● **Problem to solve**
Repeat all of the material below exactly as written, images excluded.

● **Image object location entries**
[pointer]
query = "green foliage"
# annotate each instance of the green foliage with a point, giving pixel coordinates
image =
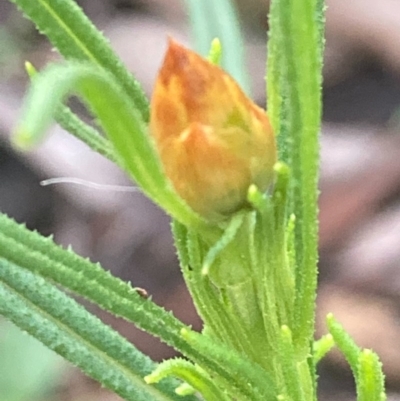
(252, 277)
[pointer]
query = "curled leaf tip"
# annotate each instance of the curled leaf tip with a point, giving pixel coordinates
(213, 141)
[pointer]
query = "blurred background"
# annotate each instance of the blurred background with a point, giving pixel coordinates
(359, 203)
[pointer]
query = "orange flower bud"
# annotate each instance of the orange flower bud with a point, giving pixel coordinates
(213, 141)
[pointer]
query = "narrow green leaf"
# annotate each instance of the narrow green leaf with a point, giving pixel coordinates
(76, 38)
(345, 343)
(370, 386)
(67, 328)
(75, 126)
(65, 268)
(191, 374)
(121, 123)
(248, 378)
(293, 382)
(296, 95)
(218, 19)
(41, 256)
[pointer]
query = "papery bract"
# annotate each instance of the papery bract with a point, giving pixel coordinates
(213, 141)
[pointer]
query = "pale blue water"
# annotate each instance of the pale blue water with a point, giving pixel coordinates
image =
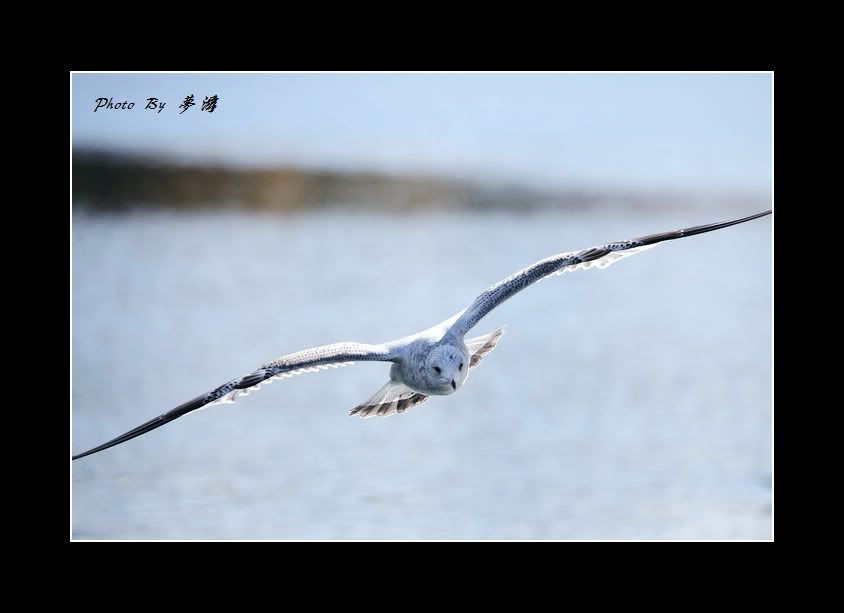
(633, 402)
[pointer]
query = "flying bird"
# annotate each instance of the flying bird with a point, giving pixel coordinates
(434, 362)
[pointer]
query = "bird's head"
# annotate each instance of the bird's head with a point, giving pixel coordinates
(447, 368)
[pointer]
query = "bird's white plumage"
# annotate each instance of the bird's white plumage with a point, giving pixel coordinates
(414, 358)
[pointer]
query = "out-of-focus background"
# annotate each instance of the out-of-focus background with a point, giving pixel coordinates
(305, 209)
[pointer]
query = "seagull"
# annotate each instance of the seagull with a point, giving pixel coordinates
(434, 362)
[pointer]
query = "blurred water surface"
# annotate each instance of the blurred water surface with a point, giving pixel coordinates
(633, 402)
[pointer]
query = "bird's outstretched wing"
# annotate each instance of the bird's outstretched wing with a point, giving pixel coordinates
(309, 360)
(599, 257)
(393, 398)
(480, 346)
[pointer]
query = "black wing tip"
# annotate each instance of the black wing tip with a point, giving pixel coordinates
(157, 422)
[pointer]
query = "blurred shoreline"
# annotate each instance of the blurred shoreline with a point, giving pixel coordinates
(107, 181)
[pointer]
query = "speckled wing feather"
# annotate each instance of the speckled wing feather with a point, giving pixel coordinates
(480, 346)
(599, 257)
(309, 360)
(394, 397)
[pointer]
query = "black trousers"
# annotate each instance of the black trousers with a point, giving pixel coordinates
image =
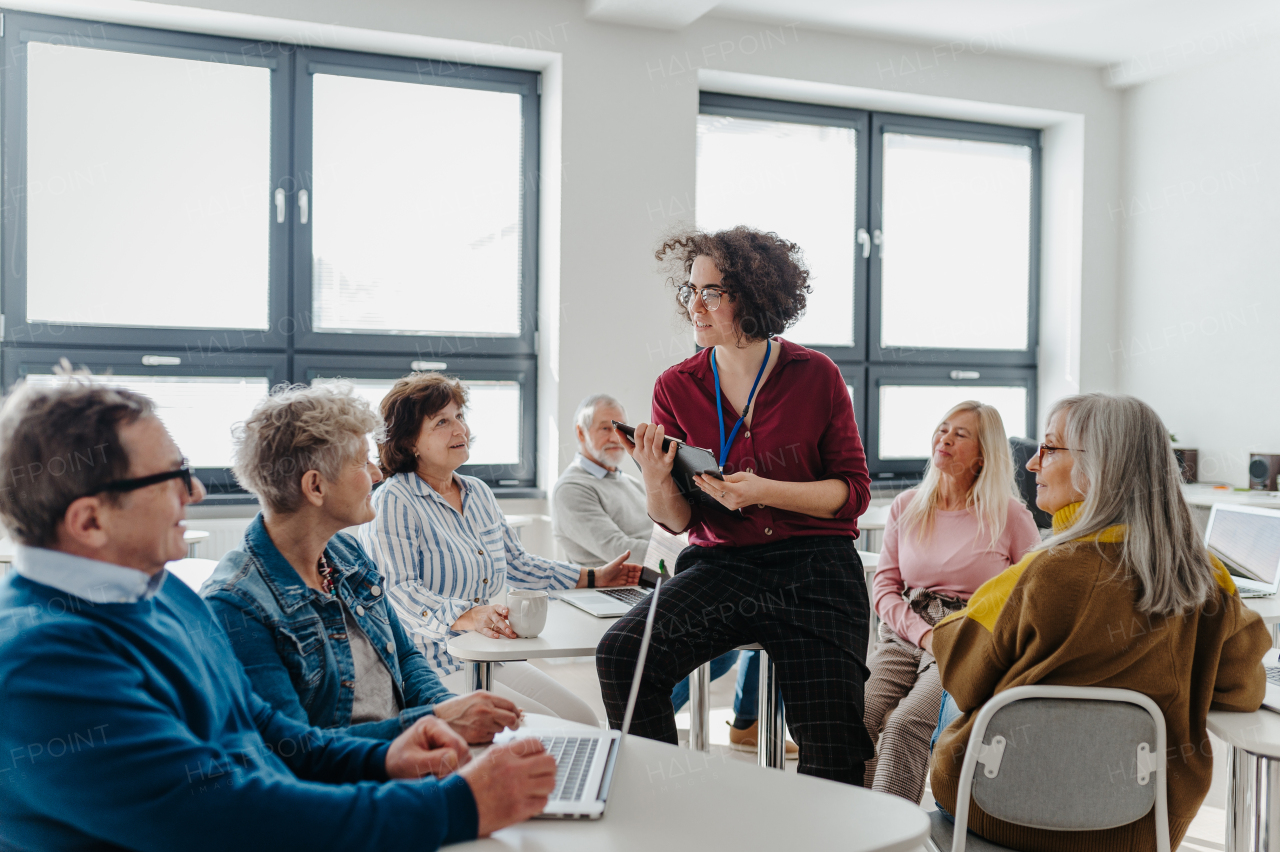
(803, 599)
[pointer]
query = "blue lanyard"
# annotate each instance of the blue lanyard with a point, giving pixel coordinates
(720, 406)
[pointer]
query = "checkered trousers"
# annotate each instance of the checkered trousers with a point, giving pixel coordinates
(803, 599)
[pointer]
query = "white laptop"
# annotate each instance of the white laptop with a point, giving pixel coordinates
(620, 600)
(1247, 540)
(585, 760)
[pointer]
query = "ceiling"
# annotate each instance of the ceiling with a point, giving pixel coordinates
(1134, 39)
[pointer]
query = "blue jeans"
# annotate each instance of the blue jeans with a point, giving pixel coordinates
(947, 713)
(746, 702)
(720, 665)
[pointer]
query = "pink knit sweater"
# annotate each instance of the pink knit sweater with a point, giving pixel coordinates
(952, 559)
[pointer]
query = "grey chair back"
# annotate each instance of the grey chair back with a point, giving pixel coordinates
(1066, 759)
(1068, 765)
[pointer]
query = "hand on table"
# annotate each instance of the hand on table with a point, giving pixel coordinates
(510, 783)
(616, 573)
(428, 747)
(476, 717)
(488, 621)
(736, 490)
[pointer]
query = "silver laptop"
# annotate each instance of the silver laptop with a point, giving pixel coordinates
(1271, 663)
(1247, 540)
(585, 761)
(604, 603)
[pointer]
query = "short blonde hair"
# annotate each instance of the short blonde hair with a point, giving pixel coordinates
(300, 429)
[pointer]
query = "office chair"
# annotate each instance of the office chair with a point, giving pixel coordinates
(1023, 449)
(1070, 759)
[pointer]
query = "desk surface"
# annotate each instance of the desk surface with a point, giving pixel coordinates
(1206, 495)
(666, 796)
(568, 632)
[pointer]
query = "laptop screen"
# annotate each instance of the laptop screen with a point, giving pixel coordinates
(1247, 541)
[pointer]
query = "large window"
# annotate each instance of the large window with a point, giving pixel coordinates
(922, 242)
(205, 218)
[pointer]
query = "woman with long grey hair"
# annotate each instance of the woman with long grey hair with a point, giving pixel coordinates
(960, 527)
(1123, 595)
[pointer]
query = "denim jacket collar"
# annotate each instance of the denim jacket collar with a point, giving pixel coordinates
(286, 583)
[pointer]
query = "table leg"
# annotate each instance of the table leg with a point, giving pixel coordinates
(772, 732)
(1253, 802)
(699, 706)
(481, 676)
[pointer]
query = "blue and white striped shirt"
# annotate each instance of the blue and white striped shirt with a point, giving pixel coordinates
(438, 563)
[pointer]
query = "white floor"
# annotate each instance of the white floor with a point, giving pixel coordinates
(1206, 833)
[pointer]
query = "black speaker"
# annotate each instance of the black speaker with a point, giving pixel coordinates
(1264, 468)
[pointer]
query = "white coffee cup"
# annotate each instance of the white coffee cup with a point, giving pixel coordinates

● **Completed task**
[pointer]
query = "green foliage"
# annotate each instance of the green foliage with a point, giving pixel coordinates
image =
(252, 277)
[pointer]
query = "curled leaf tip"
# annotate each instance of the curled leaf tip with a point, giving pixel coordinates
(213, 141)
[pointer]
query = "blurred background"
# annotate each instance of the blurred background with a point, giving pixel coordinates
(359, 203)
[pointer]
query = "orange flower bud"
# annotate each instance of the orange flower bud with a point, giving pixel coordinates
(213, 141)
[pointer]
query = "narrow green leaf"
# annotate each instance of the narrow green leaf with a point, giving pixel coordinates
(76, 38)
(345, 343)
(370, 386)
(67, 328)
(75, 126)
(65, 268)
(191, 374)
(121, 123)
(248, 378)
(293, 382)
(296, 95)
(218, 19)
(41, 256)
[pointer]
query = "papery bract"
# annotate each instance of the papery bract with a point, giving pixel coordinates
(213, 141)
[pointer]
query = "pale blue water"
# annotate each instance of the pale blue water with a point, giving pixel coordinates
image =
(633, 402)
[pointer]
query = "flying bird"
# annotate each instance of the flying bird with a point, giving pixel coordinates
(434, 362)
[pointer]
query = "bird's head"
# annotate each instance of the bird's head with a point, giving pixel coordinates
(447, 368)
[pointer]
query = "bird's white plumage"
# annotate each instance of the bird's white plumage with a point, giving pixel coordinates
(414, 358)
[pointer]
query = "out-of-focus background"
# annotate each instance of the out-of-focus background with a point, giving pixel coordinates
(305, 209)
[pointer]
query = "seagull"
# annotate each instance of the seagull with a point, giving pixel coordinates
(434, 362)
[pointer]
query = "blurred water surface"
# annotate each instance of the blurred water surface with a point, giving pixel coordinates
(633, 402)
[pointer]
query = "bird's outstretched wing"
# annotate each instance of the bird's outstretched wing with a point, giving pixel coordinates
(309, 360)
(599, 257)
(393, 398)
(480, 346)
[pointer]
query = "black wing tip"
# annotate each instance of the black wing tip with a point, giving pixel coordinates
(157, 422)
[pointer]
query = "blurred shoreline"
# annotate each instance of the blurred shoreline with a point, giving pixel coordinates
(107, 181)
[pointer]
query = "speckled wing feather"
# annotate each instance of the speckled wing feather with a point, giving pixel coordinates
(480, 346)
(599, 257)
(309, 360)
(394, 397)
[pointer]
query = "black trousers"
# annotate each instance of the black trousers with a point, giving pixel coordinates
image =
(803, 599)
[pointer]
query = "blue lanyard"
# annotate each instance of the blue lanyard with a point, giving pixel coordinates
(720, 406)
[pointer]
query = "checkered trousers"
# annotate each instance of the checkered trousers with a point, giving pixel coordinates
(803, 599)
[pointer]
query = "white laptop"
# annotate each instance of the white laptop with a point, giving pixel coordinates
(620, 600)
(1247, 540)
(585, 760)
[pointer]
query = "ceiling"
# annotate each instance of the ceiling with a point, giving pixel coordinates
(1134, 39)
[pointer]
query = "blue jeans"
# annotate each instance of the blue jeans with a point, giving pixel coordinates
(947, 713)
(746, 702)
(720, 665)
[pointer]
query = "pink knit sweater"
# annotate each instance of the pink knit sweater with a point, giving pixel coordinates
(952, 559)
[pointer]
query = "grey chair back"
# annotate each instance of the grey chair back with a point, giving pixel coordinates
(1066, 759)
(1068, 765)
[pointer]
query = "hand on table"
# annotate each instance of the hand on table with a point, giving pixel coordinates
(510, 783)
(616, 573)
(428, 747)
(476, 717)
(488, 621)
(736, 490)
[pointer]
query = "silver laptop"
# annotate each instance of the silver laptop with a point, giving pixel coordinates
(1271, 663)
(1247, 540)
(585, 761)
(604, 603)
[pointer]
query = "short blonde hair"
# annotate each instance of the short blonde hair with a point, giving pixel coordinates
(300, 429)
[pointer]
query = "office chair"
# annotate each instance of the office chair with a point, giving pixel coordinates
(1023, 449)
(1070, 759)
[pointer]
query = "desk surface"
# annotate each instance of the desk surface with a point, giving pixel coordinates
(1206, 495)
(666, 796)
(568, 632)
[pointer]
query = "laptop screen"
# annotate each instance of the laptop screen with a point, giving pixel coordinates
(1247, 541)
[pointer]
query = "large window"
# annotate each instance of the large window with a point, giving pixel coordinates
(922, 242)
(205, 218)
[pointer]
query = "woman with long grey hair"
# annotate each instance of the woman with long grey hair with a point, giving pixel coordinates
(960, 527)
(1123, 595)
[pointer]
query = "denim jacket collar"
# annotate each instance of the denim jacket collar with a point, giving pixel coordinates
(286, 583)
[pointer]
query = "table leg"
# annotate each instance of the table leg with a point, giving pixel coordinates
(772, 732)
(1253, 802)
(699, 706)
(481, 676)
[pointer]
query = "blue and white striped shirt"
# annotate each instance of the blue and white striped shirt with a point, giving pixel coordinates
(438, 563)
[pointer]
query = "white floor"
# annotate each instance of the white floor with a point, giving pixel coordinates
(1206, 833)
[pointer]
query = "black speaker"
# annotate each instance of the black speaker with a point, giving pixel coordinates
(1264, 468)
[pointer]
query = "white coffee cup"
# annotate each instance of the white coffee cup with a point, giving pixel coordinates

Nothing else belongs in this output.